- WHAT IS BEING ASKED -
Please reproduce the material below with every "evergreen tree" changed to "pine tree", leaving everything else unchanged and omitting the pictures.

- SUPPLIED MATERIAL -
━━━━━━━━
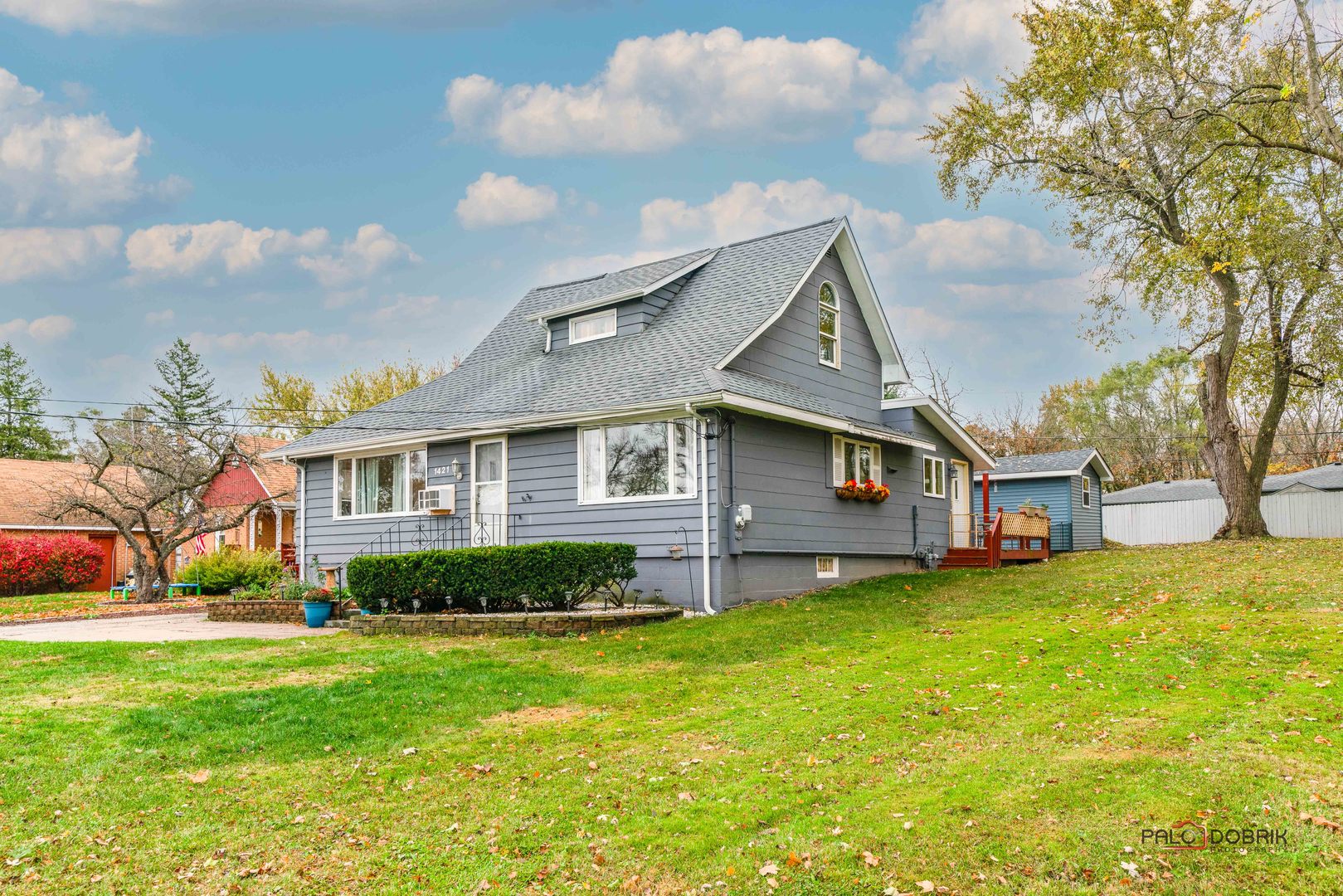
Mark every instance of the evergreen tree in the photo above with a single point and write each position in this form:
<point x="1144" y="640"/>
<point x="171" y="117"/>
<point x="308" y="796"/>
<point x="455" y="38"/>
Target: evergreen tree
<point x="187" y="394"/>
<point x="22" y="434"/>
━━━━━━━━
- PROBLEM SOLUTION -
Mark every instance of the pine tree in the photo above with a single point and write each position in this form:
<point x="1144" y="640"/>
<point x="171" y="117"/>
<point x="308" y="796"/>
<point x="455" y="38"/>
Target: pine tree
<point x="187" y="394"/>
<point x="22" y="434"/>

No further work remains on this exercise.